-- start DATA FOR PROCESSING --

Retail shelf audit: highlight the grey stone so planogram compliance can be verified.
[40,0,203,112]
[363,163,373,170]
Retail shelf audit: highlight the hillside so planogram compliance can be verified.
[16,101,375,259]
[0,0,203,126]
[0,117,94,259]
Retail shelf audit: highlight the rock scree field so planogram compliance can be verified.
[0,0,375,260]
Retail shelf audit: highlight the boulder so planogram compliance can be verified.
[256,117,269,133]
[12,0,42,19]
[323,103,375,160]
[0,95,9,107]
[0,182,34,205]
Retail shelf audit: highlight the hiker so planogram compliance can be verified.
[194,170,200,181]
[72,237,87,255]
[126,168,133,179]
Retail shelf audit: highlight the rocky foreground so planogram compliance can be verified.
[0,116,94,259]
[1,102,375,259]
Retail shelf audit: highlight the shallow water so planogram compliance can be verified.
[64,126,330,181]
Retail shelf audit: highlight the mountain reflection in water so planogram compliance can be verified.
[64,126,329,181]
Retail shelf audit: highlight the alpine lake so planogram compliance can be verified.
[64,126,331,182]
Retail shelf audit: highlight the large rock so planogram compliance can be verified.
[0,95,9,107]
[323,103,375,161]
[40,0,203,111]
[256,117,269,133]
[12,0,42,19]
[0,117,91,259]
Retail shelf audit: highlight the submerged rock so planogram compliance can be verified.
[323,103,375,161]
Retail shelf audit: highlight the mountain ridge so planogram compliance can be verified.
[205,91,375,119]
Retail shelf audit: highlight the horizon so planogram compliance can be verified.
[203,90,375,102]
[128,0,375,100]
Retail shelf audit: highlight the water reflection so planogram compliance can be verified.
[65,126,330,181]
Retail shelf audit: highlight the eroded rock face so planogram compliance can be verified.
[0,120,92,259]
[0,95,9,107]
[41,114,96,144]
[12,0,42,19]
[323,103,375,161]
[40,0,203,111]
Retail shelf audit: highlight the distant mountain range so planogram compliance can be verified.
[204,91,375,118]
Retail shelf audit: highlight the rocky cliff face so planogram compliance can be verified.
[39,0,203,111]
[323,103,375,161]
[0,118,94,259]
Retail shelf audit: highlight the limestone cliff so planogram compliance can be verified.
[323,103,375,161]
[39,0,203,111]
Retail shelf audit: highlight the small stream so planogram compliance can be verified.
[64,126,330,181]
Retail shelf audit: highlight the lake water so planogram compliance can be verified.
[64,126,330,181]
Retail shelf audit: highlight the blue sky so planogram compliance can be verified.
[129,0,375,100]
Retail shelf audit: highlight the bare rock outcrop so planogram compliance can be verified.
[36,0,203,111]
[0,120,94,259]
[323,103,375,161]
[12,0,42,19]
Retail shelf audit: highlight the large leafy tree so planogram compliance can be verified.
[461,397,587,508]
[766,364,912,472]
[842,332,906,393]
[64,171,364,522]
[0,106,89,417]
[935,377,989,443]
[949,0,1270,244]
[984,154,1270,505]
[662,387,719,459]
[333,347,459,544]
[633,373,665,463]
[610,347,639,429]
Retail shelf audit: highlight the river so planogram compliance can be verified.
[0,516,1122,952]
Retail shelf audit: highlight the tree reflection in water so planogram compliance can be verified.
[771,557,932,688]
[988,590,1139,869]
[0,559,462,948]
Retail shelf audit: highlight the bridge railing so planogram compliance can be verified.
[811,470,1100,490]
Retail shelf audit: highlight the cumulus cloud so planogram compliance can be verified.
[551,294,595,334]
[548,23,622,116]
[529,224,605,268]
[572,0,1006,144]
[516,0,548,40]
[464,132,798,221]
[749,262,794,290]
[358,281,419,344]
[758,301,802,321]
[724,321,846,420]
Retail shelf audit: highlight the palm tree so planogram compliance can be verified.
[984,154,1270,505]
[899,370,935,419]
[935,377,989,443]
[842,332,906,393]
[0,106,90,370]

-- end DATA FOR PROCESSING --

§ TASK STATEMENT
Rewrite the data from the line containing "Retail shelf audit: highlight the water" through the line containing "[0,516,1122,952]", both included, keeping every request as is but raising each bounding-box coordinate by 148. Give only those lines.

§ ANSWER FOR THE TASK
Retail shelf audit: highlight the water reflection so planogram compliance can be verified.
[213,274,478,329]
Retail shelf audit: highlight the eroded rock face so planogram compliance can be verified.
[148,268,240,407]
[148,243,157,255]
[189,262,244,292]
[160,148,190,167]
[471,251,523,309]
[188,148,351,259]
Retail shelf audit: highlight the distant mountain range so planogram compliance can be verified.
[352,239,523,266]
Retail shelf audit: highlight the rocky cliff face so planogram compliance can be verified.
[187,148,351,259]
[471,251,523,309]
[148,266,242,407]
Retail shelf audit: highlight the limestone cliff so planogram compliance can be verified.
[471,251,523,309]
[187,148,351,259]
Retail shelf audit: highlight the small stream so planogram compliance can be verified.
[212,274,478,329]
Retail shelf audit: highlight the lake water so planogram compliance can be verified.
[212,274,478,329]
Retail shelf audit: highlight the blue sky so planogram compliance can be verified.
[277,148,523,248]
Retail shelf audit: highlight the bare rock outcrop so planogram compliance can be verified.
[184,148,351,259]
[148,268,242,407]
[471,251,523,309]
[160,148,190,167]
Retail shelf audit: highlight the large leafy tree so planogram compliance can be verified.
[609,545,735,656]
[914,512,1060,620]
[990,480,1054,541]
[212,319,512,670]
[148,254,237,565]
[1083,525,1137,591]
[1097,148,1418,392]
[1132,302,1418,653]
[810,535,867,607]
[481,495,607,692]
[781,521,813,611]
[758,495,787,577]
Retail shelf audit: highlight the river so planogram compliance can be verified.
[148,664,1270,1100]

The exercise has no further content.